(EXTRACT begins)

Chinese, Arabic Are the Talk at Lewiston High School

The two new language programs at Lewiston High School, Arabic and Chinese, “are going fabulous,” said Principal Shawn Chabot.

“The Arabic classes’ loads are pretty full,” he said, while the Chinese classes are half full. He said enrollment is tied to when students learned about the new classes.

The Arabic classes were offered in the spring, six months before the new school year while the Chinese program wasn’t offered until two weeks before school started. Considering that, enrollment is better than expected, he said.

The Chinese program was authorized by the School Committee after the district could not find a French teacher to replace one who had left. Language teachers are increasingly hard to find, Chabot said.

Offering Chinese and Arabic in a Maine public high school isn’t common; traditional language classes are Spanish, French and Latin. But more and more schools are offering other, non-European languages, Chabot said.

Since the Chinese teacher is part of the regular budget, Chinese classes are expected to be offered next year, said Assistant Superintendent Tom Jarvis.

The Arabic program is offered through a one-year U.S. State Department grant that’s scheduled to expire in June. The school department hopes it will again be taught in 2017-18.

“We are very pleased with student interest and hopeful we’ll be able to sustain it for another year,” Jarvis said. “We are going to apply again for a grant.”

Arabic teacher Yahya Ismael said he’s pleased with not only student interest, but what he’s found at the high school and in Lewiston.

The community is nothing like what’s portrayed by the media in his native Egypt, he said.

When his family learned he was to teach in the United States, “they were horrified,” Ismael said. What they know of the United States is from violent action movies and news of mass shootings. They considered the United States a violent, scary place.

After learning from the State Department he was coming to Lewiston, Ismael researched the city and learned it’s a place that has had a large influx of Somali and other immigrants since 2001.

He learned that Lewiston “is very welcoming and can accept people from different cultures, religions,” he said, adding that the new perspective of the United States made him and his family feel “very happy.”

Some Lewiston students from immigrant families lack education and social skills because of where they came from, he said. Lewiston teachers, the schools and community are supportive, patient and generous. “You are doing a very good job as human beings.”

Maine may have cold and snow that he and immigrants aren’t used to, “but people’s emotions and feelings make us warm, really,” he said. “At Thanksgiving I got five or seven invitations.”

(EXTRACT ends)

• [REQUIRED ACTION 1]
From the article on the new language programs at Lewiston High School, duplicate word for word the part that opens with the words containing "Chinese, Arabic Are" and closes with "expected, he said.".
• [REQUIRED ACTION 2]
State whether each statement agrees with the article on the new language programs at Lewiston High School, answering yes or no and quoting the deciding words: (a) The Chinese program was offered to students in the spring, six months before the new school year. (b) The Arabic program is funded through a one-year U.S. State Department grant. (c) Yahya Ismael received more than ten invitations at Thanksgiving.

(RECORD SET begins)

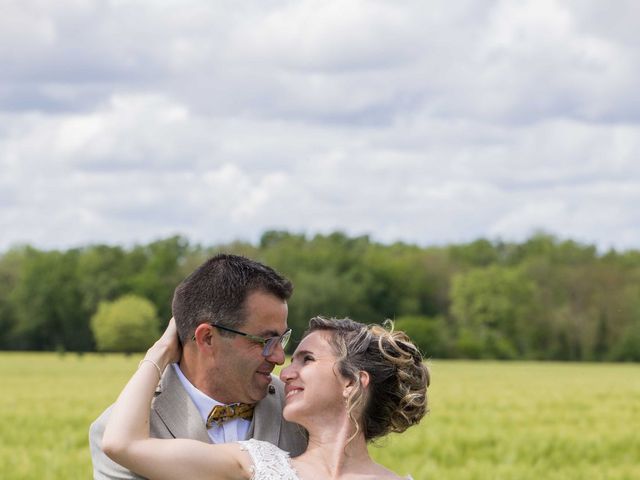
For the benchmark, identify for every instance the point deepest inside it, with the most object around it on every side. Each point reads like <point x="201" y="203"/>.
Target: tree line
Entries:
<point x="543" y="298"/>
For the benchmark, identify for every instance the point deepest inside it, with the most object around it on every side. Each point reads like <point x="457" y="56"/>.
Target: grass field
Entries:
<point x="488" y="420"/>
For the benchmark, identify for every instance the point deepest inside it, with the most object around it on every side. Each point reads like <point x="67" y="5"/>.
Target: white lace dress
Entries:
<point x="270" y="462"/>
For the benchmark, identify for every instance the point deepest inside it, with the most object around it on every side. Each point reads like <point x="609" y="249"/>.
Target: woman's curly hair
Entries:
<point x="396" y="397"/>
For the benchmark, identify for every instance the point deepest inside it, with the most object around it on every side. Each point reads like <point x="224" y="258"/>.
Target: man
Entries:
<point x="231" y="316"/>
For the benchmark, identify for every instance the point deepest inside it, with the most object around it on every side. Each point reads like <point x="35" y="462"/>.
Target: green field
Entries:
<point x="488" y="420"/>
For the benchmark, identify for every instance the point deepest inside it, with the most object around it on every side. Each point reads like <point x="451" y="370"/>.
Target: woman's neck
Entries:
<point x="333" y="453"/>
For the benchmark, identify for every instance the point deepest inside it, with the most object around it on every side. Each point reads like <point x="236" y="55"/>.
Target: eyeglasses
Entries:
<point x="268" y="344"/>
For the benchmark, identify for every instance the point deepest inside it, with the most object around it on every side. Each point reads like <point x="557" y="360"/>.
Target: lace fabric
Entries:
<point x="269" y="462"/>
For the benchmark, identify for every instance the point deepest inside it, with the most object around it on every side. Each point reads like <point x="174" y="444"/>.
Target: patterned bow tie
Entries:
<point x="221" y="413"/>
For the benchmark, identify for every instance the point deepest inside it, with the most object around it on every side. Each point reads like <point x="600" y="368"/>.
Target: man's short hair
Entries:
<point x="216" y="292"/>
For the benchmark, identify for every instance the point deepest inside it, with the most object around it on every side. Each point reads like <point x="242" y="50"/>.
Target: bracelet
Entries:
<point x="152" y="363"/>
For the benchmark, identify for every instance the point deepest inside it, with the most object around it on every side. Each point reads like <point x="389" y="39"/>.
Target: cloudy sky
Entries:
<point x="428" y="122"/>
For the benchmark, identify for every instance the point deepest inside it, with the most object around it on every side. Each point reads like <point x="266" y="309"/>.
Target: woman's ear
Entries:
<point x="363" y="379"/>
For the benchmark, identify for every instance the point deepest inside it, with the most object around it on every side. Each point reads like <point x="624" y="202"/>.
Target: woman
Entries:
<point x="347" y="384"/>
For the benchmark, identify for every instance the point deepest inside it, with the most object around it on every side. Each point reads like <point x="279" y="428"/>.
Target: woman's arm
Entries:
<point x="126" y="437"/>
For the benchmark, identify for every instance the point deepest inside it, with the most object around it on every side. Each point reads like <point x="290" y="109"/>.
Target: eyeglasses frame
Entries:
<point x="283" y="339"/>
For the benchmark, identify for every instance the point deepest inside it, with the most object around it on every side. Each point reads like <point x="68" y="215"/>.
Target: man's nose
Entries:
<point x="277" y="356"/>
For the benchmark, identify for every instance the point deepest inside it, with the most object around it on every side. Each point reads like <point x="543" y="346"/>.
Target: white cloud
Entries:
<point x="123" y="122"/>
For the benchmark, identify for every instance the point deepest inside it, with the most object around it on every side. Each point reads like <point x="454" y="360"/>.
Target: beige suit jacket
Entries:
<point x="173" y="415"/>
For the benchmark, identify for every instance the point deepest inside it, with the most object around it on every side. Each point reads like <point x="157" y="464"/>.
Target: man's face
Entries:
<point x="242" y="374"/>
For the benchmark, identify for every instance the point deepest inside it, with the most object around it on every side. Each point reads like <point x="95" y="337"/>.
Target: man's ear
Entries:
<point x="204" y="336"/>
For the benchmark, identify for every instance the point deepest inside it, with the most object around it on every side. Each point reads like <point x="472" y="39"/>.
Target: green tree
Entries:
<point x="497" y="304"/>
<point x="431" y="335"/>
<point x="49" y="306"/>
<point x="128" y="324"/>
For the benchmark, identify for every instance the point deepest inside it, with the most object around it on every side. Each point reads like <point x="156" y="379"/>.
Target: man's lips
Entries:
<point x="291" y="390"/>
<point x="265" y="371"/>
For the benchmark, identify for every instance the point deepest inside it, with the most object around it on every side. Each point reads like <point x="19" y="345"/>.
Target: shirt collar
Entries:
<point x="203" y="402"/>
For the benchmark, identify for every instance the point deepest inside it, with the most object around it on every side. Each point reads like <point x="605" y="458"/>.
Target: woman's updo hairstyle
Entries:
<point x="396" y="397"/>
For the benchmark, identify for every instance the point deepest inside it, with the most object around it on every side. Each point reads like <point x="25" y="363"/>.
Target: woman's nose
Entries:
<point x="287" y="373"/>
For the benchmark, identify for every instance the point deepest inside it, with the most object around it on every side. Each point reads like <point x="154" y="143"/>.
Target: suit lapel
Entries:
<point x="176" y="410"/>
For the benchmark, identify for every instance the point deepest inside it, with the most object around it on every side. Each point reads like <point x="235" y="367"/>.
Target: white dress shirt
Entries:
<point x="230" y="431"/>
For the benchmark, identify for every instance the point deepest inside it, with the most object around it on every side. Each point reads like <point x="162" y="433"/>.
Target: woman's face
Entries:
<point x="314" y="391"/>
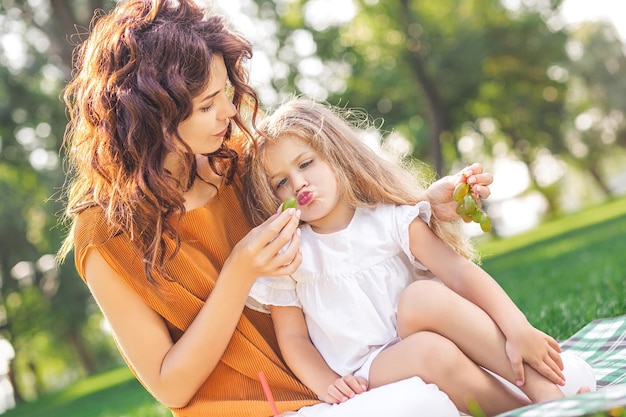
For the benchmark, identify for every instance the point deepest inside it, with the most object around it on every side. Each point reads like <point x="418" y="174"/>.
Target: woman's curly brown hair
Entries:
<point x="133" y="82"/>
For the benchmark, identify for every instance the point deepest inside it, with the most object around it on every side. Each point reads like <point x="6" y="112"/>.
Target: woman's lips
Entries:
<point x="222" y="133"/>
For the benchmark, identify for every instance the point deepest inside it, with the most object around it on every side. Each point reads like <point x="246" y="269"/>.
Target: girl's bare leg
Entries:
<point x="431" y="306"/>
<point x="438" y="360"/>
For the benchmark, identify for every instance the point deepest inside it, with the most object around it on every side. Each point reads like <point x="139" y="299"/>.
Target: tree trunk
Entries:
<point x="436" y="109"/>
<point x="81" y="350"/>
<point x="594" y="171"/>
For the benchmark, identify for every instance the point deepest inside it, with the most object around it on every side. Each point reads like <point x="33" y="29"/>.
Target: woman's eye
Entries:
<point x="229" y="91"/>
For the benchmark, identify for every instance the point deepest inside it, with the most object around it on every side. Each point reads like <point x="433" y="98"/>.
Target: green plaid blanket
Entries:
<point x="602" y="343"/>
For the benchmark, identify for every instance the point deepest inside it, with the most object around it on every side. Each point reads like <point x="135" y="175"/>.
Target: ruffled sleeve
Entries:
<point x="404" y="216"/>
<point x="276" y="291"/>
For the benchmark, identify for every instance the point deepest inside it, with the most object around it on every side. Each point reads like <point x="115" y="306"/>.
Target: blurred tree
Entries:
<point x="431" y="70"/>
<point x="596" y="102"/>
<point x="44" y="308"/>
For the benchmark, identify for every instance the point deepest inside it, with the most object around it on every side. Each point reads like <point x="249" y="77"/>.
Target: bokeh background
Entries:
<point x="533" y="89"/>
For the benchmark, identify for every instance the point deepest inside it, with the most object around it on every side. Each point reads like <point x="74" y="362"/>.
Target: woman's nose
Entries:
<point x="227" y="109"/>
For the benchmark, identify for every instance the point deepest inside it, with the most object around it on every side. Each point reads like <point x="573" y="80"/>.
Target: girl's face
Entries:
<point x="205" y="129"/>
<point x="297" y="170"/>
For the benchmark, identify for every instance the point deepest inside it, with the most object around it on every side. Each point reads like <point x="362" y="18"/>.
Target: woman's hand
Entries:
<point x="270" y="249"/>
<point x="345" y="388"/>
<point x="538" y="350"/>
<point x="440" y="192"/>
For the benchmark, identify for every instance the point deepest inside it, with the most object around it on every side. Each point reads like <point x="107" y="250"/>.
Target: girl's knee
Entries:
<point x="419" y="305"/>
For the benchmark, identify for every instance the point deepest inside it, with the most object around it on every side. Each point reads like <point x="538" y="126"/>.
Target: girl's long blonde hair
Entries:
<point x="365" y="178"/>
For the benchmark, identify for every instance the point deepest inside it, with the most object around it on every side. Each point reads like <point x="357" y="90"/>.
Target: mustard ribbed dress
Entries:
<point x="208" y="234"/>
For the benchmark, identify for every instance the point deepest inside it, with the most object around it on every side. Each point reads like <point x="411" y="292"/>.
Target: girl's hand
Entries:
<point x="440" y="192"/>
<point x="345" y="388"/>
<point x="538" y="350"/>
<point x="270" y="249"/>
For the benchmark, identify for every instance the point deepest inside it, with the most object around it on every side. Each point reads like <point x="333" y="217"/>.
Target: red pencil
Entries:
<point x="268" y="394"/>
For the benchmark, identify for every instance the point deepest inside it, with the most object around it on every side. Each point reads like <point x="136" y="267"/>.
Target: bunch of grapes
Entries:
<point x="467" y="207"/>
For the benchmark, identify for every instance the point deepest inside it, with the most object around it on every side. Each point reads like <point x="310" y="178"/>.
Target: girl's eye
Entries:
<point x="281" y="183"/>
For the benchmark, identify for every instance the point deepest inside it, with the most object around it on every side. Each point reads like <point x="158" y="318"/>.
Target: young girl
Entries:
<point x="355" y="312"/>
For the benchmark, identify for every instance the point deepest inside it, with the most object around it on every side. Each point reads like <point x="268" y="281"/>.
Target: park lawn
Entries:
<point x="566" y="272"/>
<point x="562" y="274"/>
<point x="115" y="393"/>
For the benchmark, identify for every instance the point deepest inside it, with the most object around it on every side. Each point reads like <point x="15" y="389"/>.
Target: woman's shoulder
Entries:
<point x="91" y="228"/>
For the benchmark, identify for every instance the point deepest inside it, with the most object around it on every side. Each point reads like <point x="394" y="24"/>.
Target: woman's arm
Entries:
<point x="173" y="372"/>
<point x="305" y="360"/>
<point x="440" y="192"/>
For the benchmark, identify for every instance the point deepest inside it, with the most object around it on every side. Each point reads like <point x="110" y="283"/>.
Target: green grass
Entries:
<point x="567" y="272"/>
<point x="114" y="393"/>
<point x="562" y="274"/>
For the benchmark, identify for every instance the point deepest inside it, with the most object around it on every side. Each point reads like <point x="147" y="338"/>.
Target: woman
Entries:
<point x="158" y="228"/>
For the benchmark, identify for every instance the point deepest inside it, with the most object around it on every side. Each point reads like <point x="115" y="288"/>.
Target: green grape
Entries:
<point x="290" y="202"/>
<point x="460" y="191"/>
<point x="468" y="205"/>
<point x="485" y="223"/>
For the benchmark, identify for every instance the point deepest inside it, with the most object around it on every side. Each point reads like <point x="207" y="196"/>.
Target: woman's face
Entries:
<point x="205" y="129"/>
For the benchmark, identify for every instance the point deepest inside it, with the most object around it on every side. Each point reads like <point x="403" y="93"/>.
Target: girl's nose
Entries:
<point x="298" y="182"/>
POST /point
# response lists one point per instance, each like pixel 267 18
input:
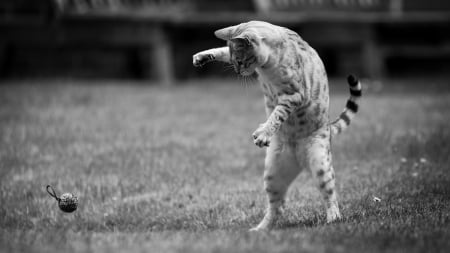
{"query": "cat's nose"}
pixel 237 68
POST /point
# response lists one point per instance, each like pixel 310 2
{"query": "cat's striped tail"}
pixel 351 108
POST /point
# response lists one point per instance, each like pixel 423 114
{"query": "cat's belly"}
pixel 304 121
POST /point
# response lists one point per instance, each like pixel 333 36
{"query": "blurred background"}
pixel 155 39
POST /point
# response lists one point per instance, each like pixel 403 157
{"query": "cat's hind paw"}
pixel 201 59
pixel 260 137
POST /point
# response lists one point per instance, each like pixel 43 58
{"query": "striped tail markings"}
pixel 351 107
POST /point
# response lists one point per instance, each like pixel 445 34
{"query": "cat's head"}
pixel 247 48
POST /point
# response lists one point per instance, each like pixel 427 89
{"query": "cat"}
pixel 297 132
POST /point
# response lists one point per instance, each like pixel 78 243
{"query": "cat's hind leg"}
pixel 281 168
pixel 317 157
pixel 215 54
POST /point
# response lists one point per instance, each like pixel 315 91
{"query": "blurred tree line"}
pixel 155 39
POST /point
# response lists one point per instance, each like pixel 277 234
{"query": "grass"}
pixel 175 170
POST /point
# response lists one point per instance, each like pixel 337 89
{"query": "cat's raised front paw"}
pixel 261 136
pixel 201 59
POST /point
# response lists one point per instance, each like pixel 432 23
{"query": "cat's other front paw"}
pixel 201 59
pixel 261 137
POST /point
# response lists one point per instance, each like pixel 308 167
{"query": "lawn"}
pixel 174 170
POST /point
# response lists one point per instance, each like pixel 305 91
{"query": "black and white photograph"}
pixel 197 126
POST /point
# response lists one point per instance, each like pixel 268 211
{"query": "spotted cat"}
pixel 297 131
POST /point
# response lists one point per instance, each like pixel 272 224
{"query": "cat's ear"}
pixel 225 33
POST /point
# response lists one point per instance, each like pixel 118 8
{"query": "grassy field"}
pixel 175 170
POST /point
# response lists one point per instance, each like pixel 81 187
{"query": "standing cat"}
pixel 295 86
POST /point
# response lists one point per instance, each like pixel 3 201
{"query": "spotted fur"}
pixel 297 131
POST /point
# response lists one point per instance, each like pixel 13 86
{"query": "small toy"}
pixel 67 202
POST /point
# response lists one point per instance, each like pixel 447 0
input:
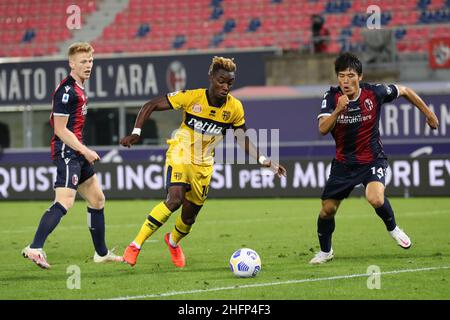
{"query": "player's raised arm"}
pixel 327 122
pixel 156 104
pixel 249 148
pixel 414 98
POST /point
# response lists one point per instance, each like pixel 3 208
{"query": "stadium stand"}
pixel 34 28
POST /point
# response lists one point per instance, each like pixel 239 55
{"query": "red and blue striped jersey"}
pixel 356 132
pixel 69 100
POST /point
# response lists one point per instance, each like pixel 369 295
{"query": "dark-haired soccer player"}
pixel 351 113
pixel 74 161
pixel 207 113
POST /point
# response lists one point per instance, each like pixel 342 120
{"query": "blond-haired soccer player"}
pixel 74 161
pixel 207 113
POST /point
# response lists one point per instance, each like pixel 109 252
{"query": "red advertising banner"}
pixel 439 53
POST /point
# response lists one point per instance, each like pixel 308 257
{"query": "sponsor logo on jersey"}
pixel 205 127
pixel 226 115
pixel 84 110
pixel 171 94
pixel 178 175
pixel 368 104
pixel 65 98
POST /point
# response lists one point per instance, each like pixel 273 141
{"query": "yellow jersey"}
pixel 203 125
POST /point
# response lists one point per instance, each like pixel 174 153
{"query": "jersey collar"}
pixel 210 103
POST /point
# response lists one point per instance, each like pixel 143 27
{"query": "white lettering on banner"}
pixel 304 178
pixel 134 178
pixel 405 108
pixel 120 180
pixel 403 171
pixel 14 86
pixel 391 112
pixel 136 87
pixel 257 179
pixel 40 84
pixel 104 180
pixel 153 177
pixel 22 179
pixel 150 176
pixel 151 85
pixel 436 172
pixel 121 82
pixel 445 119
pixel 393 115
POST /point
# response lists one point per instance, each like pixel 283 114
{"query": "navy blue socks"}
pixel 386 213
pixel 96 224
pixel 325 229
pixel 48 223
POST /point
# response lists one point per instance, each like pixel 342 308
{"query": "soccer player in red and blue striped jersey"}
pixel 351 113
pixel 74 161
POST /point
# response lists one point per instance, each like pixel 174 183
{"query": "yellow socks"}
pixel 157 217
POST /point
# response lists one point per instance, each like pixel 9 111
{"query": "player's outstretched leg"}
pixel 179 231
pixel 325 228
pixel 386 213
pixel 401 238
pixel 48 223
pixel 37 255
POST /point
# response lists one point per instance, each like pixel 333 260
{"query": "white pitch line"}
pixel 175 293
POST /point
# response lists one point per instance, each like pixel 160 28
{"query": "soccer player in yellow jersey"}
pixel 207 114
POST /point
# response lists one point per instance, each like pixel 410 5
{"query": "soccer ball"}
pixel 245 263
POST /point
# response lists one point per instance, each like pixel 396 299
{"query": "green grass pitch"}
pixel 282 231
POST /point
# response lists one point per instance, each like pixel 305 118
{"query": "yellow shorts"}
pixel 196 179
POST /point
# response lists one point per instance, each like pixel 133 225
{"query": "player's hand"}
pixel 128 141
pixel 433 121
pixel 276 168
pixel 342 103
pixel 90 155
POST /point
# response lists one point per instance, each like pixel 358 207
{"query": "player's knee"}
pixel 67 203
pixel 173 203
pixel 375 201
pixel 328 210
pixel 188 220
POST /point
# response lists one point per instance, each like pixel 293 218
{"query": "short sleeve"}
pixel 62 102
pixel 239 120
pixel 179 99
pixel 327 107
pixel 387 93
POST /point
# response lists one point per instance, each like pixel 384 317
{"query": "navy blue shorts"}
pixel 344 178
pixel 70 173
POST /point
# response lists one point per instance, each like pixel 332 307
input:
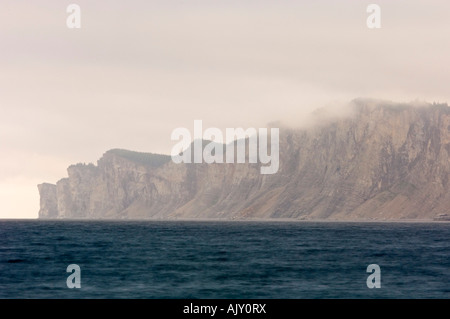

(RECORD SET ends)

• [EXPECTED ANSWER 1]
Chinese, Arabic Are the Talk at Lewiston High School

The two new language programs at Lewiston High School, Arabic and Chinese, “are going fabulous,” said Principal Shawn Chabot.

“The Arabic classes’ loads are pretty full,” he said, while the Chinese classes are half full. He said enrollment is tied to when students learned about the new classes.

The Arabic classes were offered in the spring, six months before the new school year while the Chinese program wasn’t offered until two weeks before school started. Considering that, enrollment is better than expected, he said.

• [EXPECTED ANSWER 2]
(a) No: "the Chinese program wasn’t offered until two weeks before school started."
(b) Yes: "The Arabic program is offered through a one-year U.S. State Department grant that’s scheduled to expire in June."
(c) No: "At Thanksgiving I got five or seven invitations."